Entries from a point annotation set
>>>
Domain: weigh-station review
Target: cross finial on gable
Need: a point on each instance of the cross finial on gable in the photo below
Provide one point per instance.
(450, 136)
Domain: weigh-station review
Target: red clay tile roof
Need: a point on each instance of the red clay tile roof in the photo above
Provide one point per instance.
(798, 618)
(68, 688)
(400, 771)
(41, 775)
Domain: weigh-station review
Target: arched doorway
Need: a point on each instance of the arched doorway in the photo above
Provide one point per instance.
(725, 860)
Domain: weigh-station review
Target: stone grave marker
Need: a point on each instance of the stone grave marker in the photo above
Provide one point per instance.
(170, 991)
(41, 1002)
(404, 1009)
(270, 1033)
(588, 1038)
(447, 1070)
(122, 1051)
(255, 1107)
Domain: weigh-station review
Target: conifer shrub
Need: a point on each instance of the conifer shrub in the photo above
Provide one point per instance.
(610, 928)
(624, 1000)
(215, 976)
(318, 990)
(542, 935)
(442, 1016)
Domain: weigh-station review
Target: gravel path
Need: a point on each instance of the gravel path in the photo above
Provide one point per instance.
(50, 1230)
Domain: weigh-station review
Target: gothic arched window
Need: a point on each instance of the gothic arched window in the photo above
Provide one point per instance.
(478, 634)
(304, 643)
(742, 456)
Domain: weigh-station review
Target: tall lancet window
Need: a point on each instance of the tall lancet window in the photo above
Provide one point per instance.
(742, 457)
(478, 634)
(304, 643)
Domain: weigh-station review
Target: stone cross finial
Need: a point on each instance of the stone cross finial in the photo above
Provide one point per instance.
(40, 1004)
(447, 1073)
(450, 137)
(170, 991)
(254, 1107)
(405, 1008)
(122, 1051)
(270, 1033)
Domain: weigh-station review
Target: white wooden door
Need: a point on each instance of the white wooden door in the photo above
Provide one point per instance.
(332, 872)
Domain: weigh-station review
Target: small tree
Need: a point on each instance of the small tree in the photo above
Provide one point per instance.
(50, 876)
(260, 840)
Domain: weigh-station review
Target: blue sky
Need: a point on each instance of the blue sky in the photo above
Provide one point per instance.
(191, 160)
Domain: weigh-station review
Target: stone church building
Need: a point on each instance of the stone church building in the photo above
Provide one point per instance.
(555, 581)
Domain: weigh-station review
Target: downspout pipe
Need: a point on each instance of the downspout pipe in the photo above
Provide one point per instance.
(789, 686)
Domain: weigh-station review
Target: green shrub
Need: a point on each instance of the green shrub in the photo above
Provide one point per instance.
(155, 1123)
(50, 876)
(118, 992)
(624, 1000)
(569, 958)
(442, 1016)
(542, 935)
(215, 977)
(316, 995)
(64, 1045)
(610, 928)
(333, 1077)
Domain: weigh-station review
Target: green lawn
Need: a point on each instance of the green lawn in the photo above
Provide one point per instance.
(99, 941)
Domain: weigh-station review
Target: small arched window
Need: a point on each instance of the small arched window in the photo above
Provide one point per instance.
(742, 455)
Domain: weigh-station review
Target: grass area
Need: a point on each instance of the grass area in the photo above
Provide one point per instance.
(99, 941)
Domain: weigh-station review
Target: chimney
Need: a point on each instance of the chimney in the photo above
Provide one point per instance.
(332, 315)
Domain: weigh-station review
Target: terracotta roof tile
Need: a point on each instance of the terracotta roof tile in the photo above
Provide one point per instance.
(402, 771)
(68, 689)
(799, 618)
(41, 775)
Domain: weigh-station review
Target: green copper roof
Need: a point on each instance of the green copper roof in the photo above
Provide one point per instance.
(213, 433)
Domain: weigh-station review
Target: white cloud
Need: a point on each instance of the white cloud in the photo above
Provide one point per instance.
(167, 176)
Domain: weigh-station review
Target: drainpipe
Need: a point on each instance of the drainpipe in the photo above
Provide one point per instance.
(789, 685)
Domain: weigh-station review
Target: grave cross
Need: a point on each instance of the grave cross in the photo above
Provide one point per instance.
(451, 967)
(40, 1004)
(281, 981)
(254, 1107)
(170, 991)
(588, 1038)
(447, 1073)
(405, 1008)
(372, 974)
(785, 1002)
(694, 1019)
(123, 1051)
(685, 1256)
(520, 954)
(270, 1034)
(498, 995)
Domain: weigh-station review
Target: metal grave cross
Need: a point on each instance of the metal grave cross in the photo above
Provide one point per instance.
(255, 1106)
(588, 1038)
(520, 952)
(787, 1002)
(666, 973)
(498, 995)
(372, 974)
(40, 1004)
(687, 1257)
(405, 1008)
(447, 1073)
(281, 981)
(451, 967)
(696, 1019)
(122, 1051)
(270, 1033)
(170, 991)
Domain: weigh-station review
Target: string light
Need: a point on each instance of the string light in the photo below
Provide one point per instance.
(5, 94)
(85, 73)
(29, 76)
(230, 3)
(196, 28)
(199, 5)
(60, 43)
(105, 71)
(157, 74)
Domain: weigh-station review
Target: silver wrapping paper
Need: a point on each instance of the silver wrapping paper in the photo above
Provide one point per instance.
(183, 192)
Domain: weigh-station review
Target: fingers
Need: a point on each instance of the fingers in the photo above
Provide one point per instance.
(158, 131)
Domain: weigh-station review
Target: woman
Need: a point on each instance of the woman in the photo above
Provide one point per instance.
<<<
## Problem details
From the listing above, extract all records word for word.

## Solution below
Domain: weigh-station review
Target: cross finial on gable
Need: a point on each instance of the cross finial on gable in the photo below
Provide one point per instance.
(450, 136)
Domain: weigh-station review
Target: red clay tile roof
Need: a point on each instance of the red clay tile roof in the photo above
Provide one point per instance.
(798, 618)
(68, 688)
(400, 771)
(41, 775)
Domain: weigh-station review
Target: arched doorway
Need: a point on each instance of the arched doorway in the photo above
Provide one point per instance.
(725, 860)
Domain: weigh-station review
Target: stone grave marker
Need: a point on each instance of the stone grave marker in the photo above
Provide one point per instance.
(170, 991)
(41, 1002)
(404, 1009)
(270, 1033)
(588, 1038)
(447, 1070)
(122, 1051)
(255, 1107)
Domain: weigh-station review
Target: conifer shrub
Need: a point on each instance of the conifer shrub in the photo above
Provide one point per instance.
(610, 928)
(624, 1000)
(215, 976)
(318, 990)
(542, 935)
(442, 1016)
Domain: weigh-station review
Target: gravel path
Need: a point on each instance of the gravel path in the photo above
Provide one point per instance.
(50, 1230)
Domain: weigh-station review
Target: gothic arched window
Need: a point on each instance of the gothic arched window in the photo above
Provide one point per instance.
(478, 634)
(304, 643)
(742, 456)
Domain: weigh-station review
Target: tall lancet window
Need: a point on each instance of the tall lancet window in the photo above
Provide one point per instance.
(742, 457)
(478, 634)
(304, 643)
Domain: weigh-station review
Target: stone cross finial
Need: a point on each instance of the stone cross finial in the photo above
Provide one point per instance.
(40, 1004)
(447, 1073)
(450, 137)
(170, 991)
(254, 1107)
(405, 1008)
(122, 1051)
(270, 1033)
Domain: weigh-station review
Target: white wooden door
Need: a point on each instance of the white wooden door in the photo above
Provide one point per instance.
(332, 872)
Domain: weigh-station review
Target: small tree
Need: a point on each instance of the small tree in the photo above
Provide one point per instance.
(50, 876)
(260, 840)
Domain: weigh-station review
Target: blue sky
Need: a point on each instance of the blue sky in the photo above
Provide one point per instance.
(191, 160)
Domain: weigh-station review
Target: stone church building
Need: a point on each instance of the stone church building in the photo above
Provide one point per instance.
(555, 581)
Domain: weigh-station review
Target: downspout pipe
Need: a point on each instance of the downspout pipe in the photo above
Provide one point per instance.
(789, 686)
Domain: weigh-station review
Target: green shrub
Need: a point on each instance of the green shrub in the photo above
Provide one point per instance.
(155, 1123)
(50, 876)
(118, 992)
(624, 1000)
(569, 958)
(442, 1016)
(542, 935)
(215, 977)
(316, 995)
(64, 1045)
(610, 928)
(333, 1077)
Domain: weigh-station review
Target: green lawn
Need: a point on each instance of the green lawn in the photo above
Provide one point per instance.
(99, 941)
Domain: weigh-station review
Target: small arched window
Need: a point on each instance of the small arched window in the photo above
Provide one point per instance.
(742, 455)
Domain: weigh-station review
Target: grass area
Need: a point on each instance of the grass area in the photo above
Provide one point per instance.
(99, 941)
Domain: weigh-station review
Target: chimney
Need: a point on each instance of the chimney in the photo above
Provide one point per instance.
(332, 315)
Domain: weigh-station review
Target: terracotta roof tile
Need: a point on each instance of the terracotta roof tile in the photo above
Provide one point per instance.
(402, 771)
(68, 689)
(799, 618)
(41, 775)
Domain: weigh-station review
Target: green copper roof
Need: a point on each instance of the green copper roof in the photo above
Provide one point per instance.
(213, 433)
Domain: weigh-station review
Target: white cloud
Need: a point on each instance of the white cloud in the photo above
Provide one point per instance.
(167, 176)
Domain: weigh-station review
Target: drainpipe
Need: a point on each instance of the drainpipe in the photo above
Provide one point per instance.
(789, 685)
Domain: weigh-station review
Target: grave cross
Need: a point on each instance of the grave cross in the photo above
Provide one point per instance.
(451, 967)
(40, 1004)
(281, 981)
(254, 1107)
(170, 991)
(588, 1038)
(447, 1073)
(405, 1008)
(372, 974)
(785, 1002)
(694, 1019)
(123, 1051)
(685, 1256)
(520, 954)
(270, 1034)
(498, 995)
Domain: weigh-station review
Target: metal grave cross
Need: a point on each instance of the metal grave cross in the photo above
Provide one point per instance.
(255, 1106)
(588, 1038)
(520, 952)
(787, 1002)
(666, 973)
(498, 995)
(372, 974)
(40, 1004)
(687, 1257)
(405, 1008)
(447, 1073)
(281, 981)
(451, 967)
(696, 1019)
(122, 1051)
(270, 1033)
(170, 991)
Domain: weigh-station review
Target: string light
Need: a point on each instance of the string light in the photo below
Provide one point per instance.
(5, 94)
(85, 73)
(29, 76)
(230, 3)
(196, 28)
(199, 5)
(60, 43)
(105, 71)
(157, 74)
Domain: weigh-station review
Target: silver wrapping paper
Need: a point on each instance of the silver wrapping paper in the photo above
Provide one point per instance.
(183, 192)
Domain: weigh-station review
Target: fingers
Need: a point on each instance of the fingers in the photo above
Provide one point per instance.
(158, 131)
Domain: weigh-station review
Target: woman
Need: a point on each instance of the woman in the photo above
Provide one point per instance.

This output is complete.